____ Task inputs
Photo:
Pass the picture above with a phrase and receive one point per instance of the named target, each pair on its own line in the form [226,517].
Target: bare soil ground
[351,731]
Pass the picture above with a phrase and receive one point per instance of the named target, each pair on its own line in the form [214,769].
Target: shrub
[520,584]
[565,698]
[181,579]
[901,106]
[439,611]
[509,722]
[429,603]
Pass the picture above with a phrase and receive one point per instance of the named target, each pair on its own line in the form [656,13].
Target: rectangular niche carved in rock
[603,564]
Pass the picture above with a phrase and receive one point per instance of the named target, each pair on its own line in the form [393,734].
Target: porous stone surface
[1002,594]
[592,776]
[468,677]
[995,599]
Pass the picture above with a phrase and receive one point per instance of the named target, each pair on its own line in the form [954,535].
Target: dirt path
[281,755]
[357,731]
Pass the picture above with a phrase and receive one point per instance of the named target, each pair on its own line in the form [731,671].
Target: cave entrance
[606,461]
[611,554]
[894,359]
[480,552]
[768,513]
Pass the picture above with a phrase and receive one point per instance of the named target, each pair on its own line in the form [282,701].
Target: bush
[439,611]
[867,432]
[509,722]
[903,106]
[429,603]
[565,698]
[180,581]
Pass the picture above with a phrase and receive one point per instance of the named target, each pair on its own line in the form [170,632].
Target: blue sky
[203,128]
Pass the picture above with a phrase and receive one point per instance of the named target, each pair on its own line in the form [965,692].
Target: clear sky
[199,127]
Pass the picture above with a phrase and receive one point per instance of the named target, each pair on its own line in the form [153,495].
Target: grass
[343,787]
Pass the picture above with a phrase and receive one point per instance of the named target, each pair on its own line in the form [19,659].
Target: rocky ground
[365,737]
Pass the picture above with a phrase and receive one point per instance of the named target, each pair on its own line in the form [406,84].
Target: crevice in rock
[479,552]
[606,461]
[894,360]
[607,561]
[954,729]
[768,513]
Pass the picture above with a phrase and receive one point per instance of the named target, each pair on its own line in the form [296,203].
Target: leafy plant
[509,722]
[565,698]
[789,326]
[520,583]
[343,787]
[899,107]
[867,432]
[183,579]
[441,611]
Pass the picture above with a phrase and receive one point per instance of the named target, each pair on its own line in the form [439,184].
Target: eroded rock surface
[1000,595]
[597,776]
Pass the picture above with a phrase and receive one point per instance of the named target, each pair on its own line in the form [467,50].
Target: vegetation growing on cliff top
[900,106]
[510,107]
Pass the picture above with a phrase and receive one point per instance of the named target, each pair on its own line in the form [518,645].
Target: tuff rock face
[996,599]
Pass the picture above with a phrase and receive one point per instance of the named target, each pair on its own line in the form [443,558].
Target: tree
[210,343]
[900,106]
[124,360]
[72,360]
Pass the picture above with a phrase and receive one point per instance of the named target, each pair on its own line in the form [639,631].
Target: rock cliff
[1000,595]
________
- **Problem description**:
Rewrite every line of the records above as a JSON list of strings, one string per line, leaving out any blank lines.

- **Result of the exercise**:
[
  "Photo:",
  "Pass the picture above with a phrase and receive one point per instance of the named target, each pair on its own line in the form [226,517].",
  "Target: bare soil ground",
  "[351,731]",
  "Pass the picture above with a phrase and receive one point per instance of the named target, each pair on its own line in the form [214,769].",
  "Target: shrub",
  "[520,584]",
  "[565,698]",
  "[181,579]",
  "[901,106]",
  "[439,611]",
  "[509,722]",
  "[429,603]",
  "Pass the picture above with a phrase and receive one point per instance of the named target, each pair on its own line in the form [656,13].",
  "Target: rectangular niche carved in rock",
  "[603,564]",
  "Pass the picture above with a phrase and receive one point per instance of the named target, each pair on its own line in the form [393,734].",
  "Target: porous stone surface",
  "[1002,594]",
  "[592,776]",
  "[468,677]",
  "[995,599]",
  "Pass the picture above with a phrase and receive one point per instance of the named target, each pair on its own line in the form [954,535].",
  "Target: dirt path",
  "[281,755]",
  "[357,731]",
  "Pass the picture above with a phrase and receive one point per instance of the named target, each pair on its own line in the form [731,671].",
  "Target: cave entrance",
  "[606,461]",
  "[611,554]",
  "[894,359]",
  "[480,552]",
  "[768,513]",
  "Pass the picture above with a phrase and receive one point per instance of the named target, each pair on its own line in the form [282,701].",
  "Target: bush",
  "[439,611]",
  "[867,432]",
  "[509,722]",
  "[903,106]",
  "[429,603]",
  "[565,698]",
  "[180,581]",
  "Pass the picture above with a phrase and receive one point per instance of the named target, each pair on its own line in the form [170,632].",
  "Target: blue sky",
  "[203,128]",
  "Pass the picture above with a phrase and receive one point per instance of the named target, each pair on its own line in the form [965,692].",
  "Target: clear sky",
  "[199,127]",
  "Pass the picture above with a phrase and receive one point per instance of the named target, each pair on its own line in the form [153,495].",
  "Target: grass",
  "[343,787]",
  "Pass the picture above with a phrase and receive one point per instance of the named target, each pair on its own line in the form [19,659].",
  "Target: rocky ground",
  "[365,737]",
  "Pass the picture above with a phrase and receive one point per instance of the named target, each pair on its own line in the form [406,84].",
  "Target: crevice in rock",
  "[479,552]",
  "[606,461]",
  "[894,360]",
  "[607,561]",
  "[954,729]",
  "[768,513]",
  "Pass the picture above with a phrase and receive one point per instance of the named target, each pair on its own line in the form [296,203].",
  "Target: leafy plant",
  "[509,722]",
  "[565,698]",
  "[789,326]",
  "[520,583]",
  "[343,787]",
  "[899,107]",
  "[867,432]",
  "[183,579]",
  "[441,611]",
  "Pass the picture above with a phrase and receive one point per instance of the named target, each pair on its own line in the form [439,184].",
  "Target: eroded rock surface",
  "[1000,595]",
  "[597,776]",
  "Pass the picture above with a phrase and receive one point per instance of the named target, each pair on its own line in the form [467,50].",
  "Target: vegetation growing on cliff top",
  "[900,106]",
  "[510,107]",
  "Pass the picture above with a phrase and receive one point per instance of the named target, each pair on its own line in the form [518,645].",
  "Target: tuff rock face",
  "[996,599]",
  "Pass the picture above with a phrase and receive one point per instance of the named target, each pair on its own line in the form [443,558].",
  "Target: tree",
  "[210,343]",
  "[900,106]",
  "[124,360]",
  "[72,360]",
  "Pass the picture above with a phrase and receive one point per instance of the named target, each pair on its own line in the form [639,631].",
  "Target: rock cliff",
  "[1000,595]"
]